───── Exercise passage

- Map of central New York with NY 41 highlighted in red

Route information
- Maintained by NYSDOT and the city of Cortland
- Length: 95.63 mi (153.90 km)
- Existed: 1930–present

Major junctions
- South end: Future I-86 / NY 17 / CR 28 in Sanford
- I-88 in Afton; NY 12 in Greene; NY 26 in Willet; I-81 / US 11 in Cortland;
- North end: US 20 in Skaneateles

Location
- Country: United States
- State: New York
- Counties: Broome, Chenango, Cortland, Onondaga

Highway system
- New York Highways; Interstate; US; State; Reference; Parkways;
| ← NY 40 |  | → NY 41A |

= New York State Route 41 =

State highway in central New York, US

New York State Route 41 (NY 41) is a north–south state highway in Central New York in the United States. The southern terminus of the route is at an interchange with NY 17 (Future Interstate 86) in the town of Sanford in Broome County, New York. Its northern terminus is at an intersection with U.S. Route 20 (US 20) in the village of Skaneateles. The route is almost 100 mi long and passes through Broome, Chenango, Cortland, and Onondaga counties. NY 41 was assigned as part of the 1930 renumbering of state highways in New York, replacing New York State Route 70 from Homer to Skaneateles. The route initially extended as far north as Jordan; however, NY 41 was cut back to its current northern terminus c. 1933.

──────────
───── Provided data

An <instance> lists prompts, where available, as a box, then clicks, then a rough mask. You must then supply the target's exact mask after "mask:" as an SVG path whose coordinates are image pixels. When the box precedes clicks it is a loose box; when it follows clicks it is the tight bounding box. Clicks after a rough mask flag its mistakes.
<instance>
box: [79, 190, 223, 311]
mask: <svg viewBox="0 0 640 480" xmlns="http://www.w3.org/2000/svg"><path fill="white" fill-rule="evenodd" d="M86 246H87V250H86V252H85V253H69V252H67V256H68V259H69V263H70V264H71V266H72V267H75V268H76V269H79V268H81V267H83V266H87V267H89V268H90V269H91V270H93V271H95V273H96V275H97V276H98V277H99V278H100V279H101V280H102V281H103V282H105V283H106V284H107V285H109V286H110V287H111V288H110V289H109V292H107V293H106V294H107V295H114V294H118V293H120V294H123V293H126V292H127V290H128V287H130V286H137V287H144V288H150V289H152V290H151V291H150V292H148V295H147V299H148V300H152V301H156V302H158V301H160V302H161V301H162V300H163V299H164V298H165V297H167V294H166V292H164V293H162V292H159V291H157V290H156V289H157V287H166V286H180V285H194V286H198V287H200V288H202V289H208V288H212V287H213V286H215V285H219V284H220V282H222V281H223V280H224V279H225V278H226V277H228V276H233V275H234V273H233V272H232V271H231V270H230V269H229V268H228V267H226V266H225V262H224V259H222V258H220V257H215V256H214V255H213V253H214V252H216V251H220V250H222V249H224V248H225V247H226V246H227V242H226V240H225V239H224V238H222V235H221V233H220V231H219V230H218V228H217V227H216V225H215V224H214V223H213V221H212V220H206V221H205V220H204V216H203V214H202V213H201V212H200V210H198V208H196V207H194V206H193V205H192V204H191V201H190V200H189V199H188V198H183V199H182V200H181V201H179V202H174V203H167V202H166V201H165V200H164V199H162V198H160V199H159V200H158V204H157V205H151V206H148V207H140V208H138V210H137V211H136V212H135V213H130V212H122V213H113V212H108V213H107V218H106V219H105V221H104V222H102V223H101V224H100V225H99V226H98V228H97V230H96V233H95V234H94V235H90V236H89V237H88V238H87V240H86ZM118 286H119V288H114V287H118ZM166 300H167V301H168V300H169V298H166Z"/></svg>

──────────

=== What you will do ===
1. Reproduce verbatim the part of the New York State Route 41 article from "New York State Route 41 (NY" to "terminus c. 1933.".
2. Extend the New York State Route 41 article, starting after its final sentence.
The listing comes from a source separate from the New York State Route 41 article.

=== Activity answers ===
1.
New York State Route 41 (NY 41) is a north–south state highway in Central New York in the United States. The southern terminus of the route is at an interchange with NY 17 (Future Interstate 86) in the town of Sanford in Broome County, New York. Its northern terminus is at an intersection with U.S. Route 20 (US 20) in the village of Skaneateles. The route is almost 100 mi long and passes through Broome, Chenango, Cortland, and Onondaga counties. NY 41 was assigned as part of the 1930 renumbering of state highways in New York, replacing New York State Route 70 from Homer to Skaneateles. The route initially extended as far north as Jordan; however, NY 41 was cut back to its current northern terminus c. 1933.

2.
==Route description==
===Sanford to Greene===
NY 41 begins at NY 17 exit 82 in McClure, a hamlet within the town of Sanford. The route heads north, following Oquaga and Cornell Creeks through a series of valleys in the rural eastern portion of Broome County. It intersects only minor highways of local importance before crossing into Chenango County. Now in the town of Afton, NY 41 passes under Interstate 88 (I-88) just south of an intersection with County Route 26 (CR 26). The highway turns northeast, paralleling I-88 into the village of Afton.

In Afton village, NY 41 connects to I-88 by way of an eastward extension of Maple Avenue. NY 41 turns northwest at this junction, following Maple Avenue across the Susquehanna River and into the center of the village. Here, NY 41 briefly overlaps with NY 7 before exiting the village and heading northwestward through two more river valleys to the town of Coventry, where it meets NY 206 in the hamlet of Coventryville.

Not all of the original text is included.